» Problem requirements
Please recast the items below as a two-column CSV with the columns "item_text" and "answer", one row per item, starting at the line containing "If it's not too much trouble, could you box the green" and running through the end of the items. Put each field in quotes and replace its line breaks with spaces.

- - -

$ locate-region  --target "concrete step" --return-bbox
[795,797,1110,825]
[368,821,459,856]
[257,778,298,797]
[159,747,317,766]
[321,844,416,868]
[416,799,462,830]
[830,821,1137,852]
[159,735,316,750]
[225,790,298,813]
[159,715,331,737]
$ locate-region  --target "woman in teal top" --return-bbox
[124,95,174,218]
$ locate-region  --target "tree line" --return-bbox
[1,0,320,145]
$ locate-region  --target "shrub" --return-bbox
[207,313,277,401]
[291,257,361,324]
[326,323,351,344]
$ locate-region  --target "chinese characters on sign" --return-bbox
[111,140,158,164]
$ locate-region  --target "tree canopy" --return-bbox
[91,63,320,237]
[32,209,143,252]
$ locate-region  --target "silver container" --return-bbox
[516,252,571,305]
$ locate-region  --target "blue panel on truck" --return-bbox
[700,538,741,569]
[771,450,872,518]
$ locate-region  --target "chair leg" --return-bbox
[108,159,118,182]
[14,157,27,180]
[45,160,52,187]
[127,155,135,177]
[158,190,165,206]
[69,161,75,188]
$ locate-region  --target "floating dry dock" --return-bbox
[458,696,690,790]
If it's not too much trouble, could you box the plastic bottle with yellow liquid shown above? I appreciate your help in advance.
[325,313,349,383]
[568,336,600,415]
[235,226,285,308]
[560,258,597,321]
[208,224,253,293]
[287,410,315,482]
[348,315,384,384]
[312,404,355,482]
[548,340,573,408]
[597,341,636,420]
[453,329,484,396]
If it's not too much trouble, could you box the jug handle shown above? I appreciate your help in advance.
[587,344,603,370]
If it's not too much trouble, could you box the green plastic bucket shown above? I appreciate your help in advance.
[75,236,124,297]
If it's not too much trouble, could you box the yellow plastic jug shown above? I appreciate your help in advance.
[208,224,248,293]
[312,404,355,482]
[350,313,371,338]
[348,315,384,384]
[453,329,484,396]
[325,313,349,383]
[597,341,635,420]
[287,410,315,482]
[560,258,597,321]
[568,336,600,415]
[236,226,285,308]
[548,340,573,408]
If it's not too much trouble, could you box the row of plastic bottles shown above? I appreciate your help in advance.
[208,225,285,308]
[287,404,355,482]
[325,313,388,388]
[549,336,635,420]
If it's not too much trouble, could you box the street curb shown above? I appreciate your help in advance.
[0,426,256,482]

- - -

» Exercise result
item_text,answer
"If it's not too much trouble, could you box the green plastic bucket shown above? I appreciate your help in advance.","[75,236,124,297]"
"If it's not too much trouble, could you box the yellow plastic jug shown above? I appreciate your help in advance.","[208,224,248,293] [312,404,355,482] [350,313,371,338] [348,315,384,384] [453,329,484,396] [325,313,349,383] [597,341,635,420] [287,410,315,482] [560,258,597,321] [568,336,600,415] [236,226,285,308] [548,340,573,408]"
"If it's not too much trouble, could you box the row of plastic bottles shown above? I appreciate your help in advance.","[208,225,285,308] [287,404,355,482] [325,313,388,388] [549,336,635,420]"
"If it's not too much trouble, could you box the street curb shown above? I appreciate your help in advance.","[0,426,256,482]"